**Exercise instructions:**
Render everything from the line containing "the dark blurred" down to the end of the entries below as a JSON list of strings, one string per line with blank lines omitted. Leave the pictures out of your answer.

**Entries supplied:**
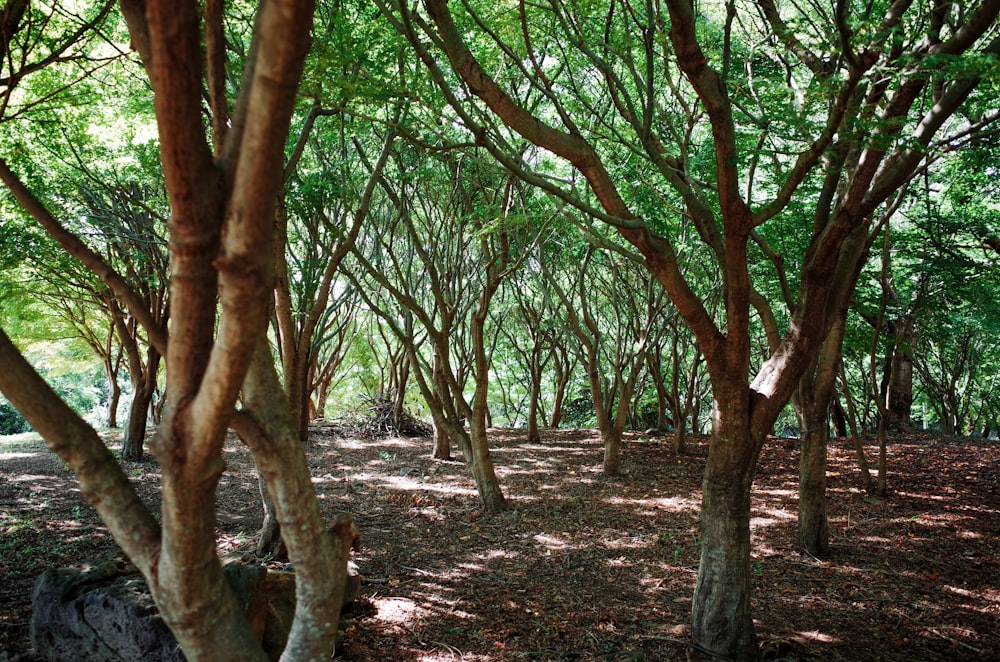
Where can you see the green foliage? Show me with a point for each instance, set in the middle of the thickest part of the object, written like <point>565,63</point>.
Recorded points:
<point>11,421</point>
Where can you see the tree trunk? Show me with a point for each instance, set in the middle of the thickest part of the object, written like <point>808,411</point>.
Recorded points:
<point>866,475</point>
<point>900,398</point>
<point>534,436</point>
<point>680,437</point>
<point>562,377</point>
<point>135,429</point>
<point>270,545</point>
<point>812,406</point>
<point>114,397</point>
<point>721,617</point>
<point>814,535</point>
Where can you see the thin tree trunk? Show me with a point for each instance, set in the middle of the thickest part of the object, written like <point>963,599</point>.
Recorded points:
<point>135,429</point>
<point>866,475</point>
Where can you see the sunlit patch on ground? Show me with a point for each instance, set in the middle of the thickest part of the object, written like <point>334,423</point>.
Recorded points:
<point>585,567</point>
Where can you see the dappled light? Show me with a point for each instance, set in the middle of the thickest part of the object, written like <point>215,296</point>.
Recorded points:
<point>582,566</point>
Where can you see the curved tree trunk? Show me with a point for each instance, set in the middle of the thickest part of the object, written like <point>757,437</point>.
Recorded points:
<point>812,405</point>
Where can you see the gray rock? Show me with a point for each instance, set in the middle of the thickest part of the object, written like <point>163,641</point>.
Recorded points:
<point>105,613</point>
<point>102,613</point>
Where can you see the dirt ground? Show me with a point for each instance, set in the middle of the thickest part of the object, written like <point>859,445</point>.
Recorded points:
<point>583,567</point>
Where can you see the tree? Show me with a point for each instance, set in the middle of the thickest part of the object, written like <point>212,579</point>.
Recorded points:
<point>863,95</point>
<point>446,247</point>
<point>222,190</point>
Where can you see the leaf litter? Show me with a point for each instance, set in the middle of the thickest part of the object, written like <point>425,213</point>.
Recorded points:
<point>582,566</point>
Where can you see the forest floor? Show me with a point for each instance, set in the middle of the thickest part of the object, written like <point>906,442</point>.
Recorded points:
<point>583,567</point>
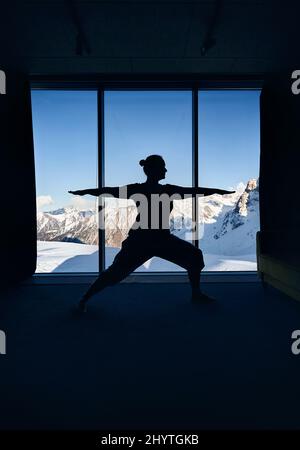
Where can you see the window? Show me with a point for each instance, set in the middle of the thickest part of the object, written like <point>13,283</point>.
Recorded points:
<point>138,124</point>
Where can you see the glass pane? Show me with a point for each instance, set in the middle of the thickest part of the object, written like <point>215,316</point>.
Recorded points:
<point>138,124</point>
<point>65,142</point>
<point>229,147</point>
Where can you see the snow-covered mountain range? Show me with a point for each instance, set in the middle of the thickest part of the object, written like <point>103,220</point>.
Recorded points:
<point>228,223</point>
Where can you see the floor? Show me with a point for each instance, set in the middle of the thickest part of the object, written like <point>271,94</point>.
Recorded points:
<point>145,357</point>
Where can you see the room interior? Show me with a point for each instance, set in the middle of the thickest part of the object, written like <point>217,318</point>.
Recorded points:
<point>145,357</point>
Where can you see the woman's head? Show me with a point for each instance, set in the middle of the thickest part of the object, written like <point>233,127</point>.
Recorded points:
<point>154,167</point>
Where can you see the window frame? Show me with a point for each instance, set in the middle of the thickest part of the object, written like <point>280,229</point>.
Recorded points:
<point>191,83</point>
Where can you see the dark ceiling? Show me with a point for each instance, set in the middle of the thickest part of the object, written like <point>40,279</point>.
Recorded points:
<point>205,37</point>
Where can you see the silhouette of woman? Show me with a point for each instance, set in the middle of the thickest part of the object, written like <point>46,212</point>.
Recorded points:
<point>150,235</point>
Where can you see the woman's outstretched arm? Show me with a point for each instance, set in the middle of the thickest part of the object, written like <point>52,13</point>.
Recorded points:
<point>183,190</point>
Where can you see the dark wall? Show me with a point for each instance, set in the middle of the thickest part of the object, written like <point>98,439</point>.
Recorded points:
<point>280,155</point>
<point>18,206</point>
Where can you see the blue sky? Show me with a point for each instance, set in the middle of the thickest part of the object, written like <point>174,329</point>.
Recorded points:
<point>138,123</point>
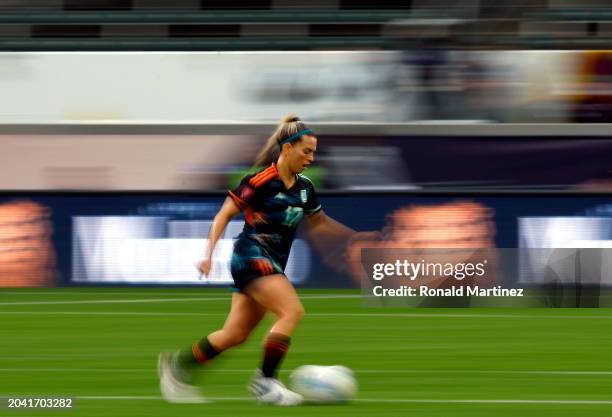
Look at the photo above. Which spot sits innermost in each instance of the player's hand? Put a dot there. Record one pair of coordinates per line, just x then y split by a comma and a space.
204, 267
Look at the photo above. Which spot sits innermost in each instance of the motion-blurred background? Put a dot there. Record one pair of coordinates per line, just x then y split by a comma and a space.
122, 122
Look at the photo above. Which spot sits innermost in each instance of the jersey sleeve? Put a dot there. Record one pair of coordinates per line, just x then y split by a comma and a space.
312, 203
244, 194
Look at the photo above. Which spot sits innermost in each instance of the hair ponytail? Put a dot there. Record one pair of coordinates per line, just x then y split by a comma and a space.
289, 125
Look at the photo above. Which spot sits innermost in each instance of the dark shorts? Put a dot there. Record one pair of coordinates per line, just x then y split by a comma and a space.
250, 261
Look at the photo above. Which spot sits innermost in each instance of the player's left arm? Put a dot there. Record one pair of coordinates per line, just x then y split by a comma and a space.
322, 226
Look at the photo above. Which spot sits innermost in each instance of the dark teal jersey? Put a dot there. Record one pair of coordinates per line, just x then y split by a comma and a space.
272, 211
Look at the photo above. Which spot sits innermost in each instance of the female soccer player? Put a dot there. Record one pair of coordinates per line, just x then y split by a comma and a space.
274, 201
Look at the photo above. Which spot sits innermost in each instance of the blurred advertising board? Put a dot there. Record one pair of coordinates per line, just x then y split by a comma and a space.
155, 238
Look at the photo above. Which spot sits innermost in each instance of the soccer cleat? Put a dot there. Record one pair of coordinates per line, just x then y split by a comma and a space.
272, 391
172, 388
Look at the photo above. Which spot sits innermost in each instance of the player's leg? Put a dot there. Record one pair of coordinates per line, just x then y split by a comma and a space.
245, 314
276, 294
175, 369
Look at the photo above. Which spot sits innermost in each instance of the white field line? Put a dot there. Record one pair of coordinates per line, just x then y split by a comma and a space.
308, 315
157, 300
357, 371
371, 400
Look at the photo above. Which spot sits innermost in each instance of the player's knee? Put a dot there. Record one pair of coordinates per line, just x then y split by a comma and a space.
237, 337
295, 313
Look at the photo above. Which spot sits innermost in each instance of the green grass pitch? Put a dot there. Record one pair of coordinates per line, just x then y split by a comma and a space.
99, 346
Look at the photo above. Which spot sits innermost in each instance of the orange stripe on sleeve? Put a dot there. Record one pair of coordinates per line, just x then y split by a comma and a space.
198, 354
240, 202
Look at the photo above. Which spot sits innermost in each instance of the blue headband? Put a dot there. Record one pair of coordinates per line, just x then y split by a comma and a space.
294, 137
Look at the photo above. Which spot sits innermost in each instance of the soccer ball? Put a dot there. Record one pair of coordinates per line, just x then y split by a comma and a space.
324, 384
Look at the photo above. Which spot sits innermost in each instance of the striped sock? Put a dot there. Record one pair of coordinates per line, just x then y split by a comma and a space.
199, 353
275, 349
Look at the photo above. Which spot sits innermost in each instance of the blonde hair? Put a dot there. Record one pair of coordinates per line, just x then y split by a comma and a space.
288, 126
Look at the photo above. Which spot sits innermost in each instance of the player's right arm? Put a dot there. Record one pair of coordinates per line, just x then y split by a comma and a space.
228, 210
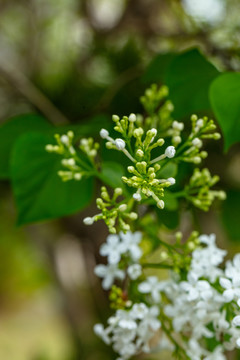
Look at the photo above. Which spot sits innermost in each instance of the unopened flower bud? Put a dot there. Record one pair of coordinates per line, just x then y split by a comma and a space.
88, 220
64, 139
131, 169
197, 142
160, 204
137, 197
118, 191
178, 125
104, 133
139, 153
115, 118
199, 123
77, 176
132, 117
120, 144
122, 207
171, 180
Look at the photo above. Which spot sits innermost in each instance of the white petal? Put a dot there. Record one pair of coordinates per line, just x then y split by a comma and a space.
228, 295
225, 283
144, 287
236, 320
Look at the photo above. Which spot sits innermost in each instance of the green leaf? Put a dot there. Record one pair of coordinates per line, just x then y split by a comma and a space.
230, 214
157, 69
39, 192
170, 201
225, 100
112, 174
10, 132
188, 78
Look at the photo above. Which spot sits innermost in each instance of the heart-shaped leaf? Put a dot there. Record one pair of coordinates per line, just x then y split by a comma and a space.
225, 100
39, 192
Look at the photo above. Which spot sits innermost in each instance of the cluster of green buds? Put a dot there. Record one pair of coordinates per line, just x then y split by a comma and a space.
198, 190
144, 174
175, 132
158, 108
75, 167
202, 129
114, 213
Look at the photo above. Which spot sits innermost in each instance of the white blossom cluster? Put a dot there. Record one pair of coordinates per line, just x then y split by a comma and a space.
205, 304
130, 331
199, 306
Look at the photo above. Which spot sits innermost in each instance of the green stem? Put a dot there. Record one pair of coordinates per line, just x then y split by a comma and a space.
157, 266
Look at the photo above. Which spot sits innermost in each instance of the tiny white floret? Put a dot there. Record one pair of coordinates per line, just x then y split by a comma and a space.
88, 220
120, 144
134, 271
104, 133
170, 151
137, 197
132, 117
64, 139
171, 180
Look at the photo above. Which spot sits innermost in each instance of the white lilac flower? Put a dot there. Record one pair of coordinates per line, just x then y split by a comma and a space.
130, 331
231, 283
132, 117
232, 288
139, 311
234, 339
126, 320
130, 243
120, 144
102, 333
216, 354
137, 196
194, 350
113, 248
104, 133
109, 273
134, 271
200, 289
153, 287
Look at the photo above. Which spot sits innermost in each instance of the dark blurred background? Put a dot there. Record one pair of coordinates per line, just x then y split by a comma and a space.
70, 60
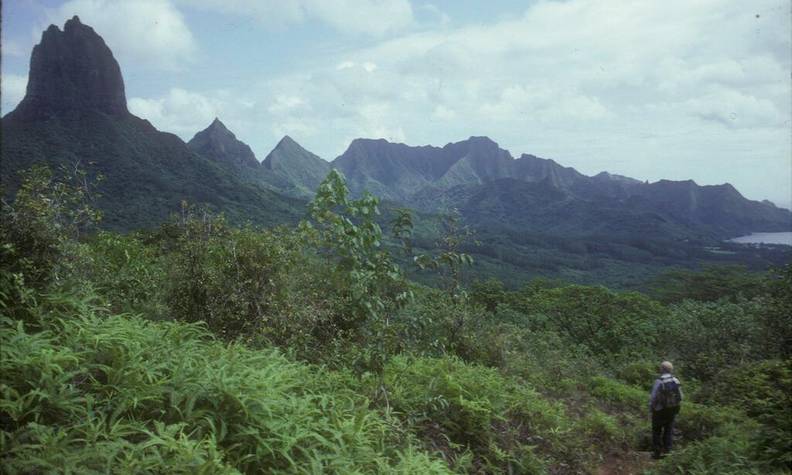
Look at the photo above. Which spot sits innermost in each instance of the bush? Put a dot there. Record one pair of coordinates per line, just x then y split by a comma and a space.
459, 408
91, 393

**Solution:**
[
  "Look at the photo above. Which spot sits innermost in each instance of the dark blurred background? Put a dot there. Record one pair of coordinates per line, just x then y split by a comma and a space.",
  "70, 60",
  "Look at the photo above. Which spot sits innermost in each instance of the bush? Put a dot there. Record one pair of coordinates per line, just x then y split by a comma and a space.",
  "459, 408",
  "91, 393"
]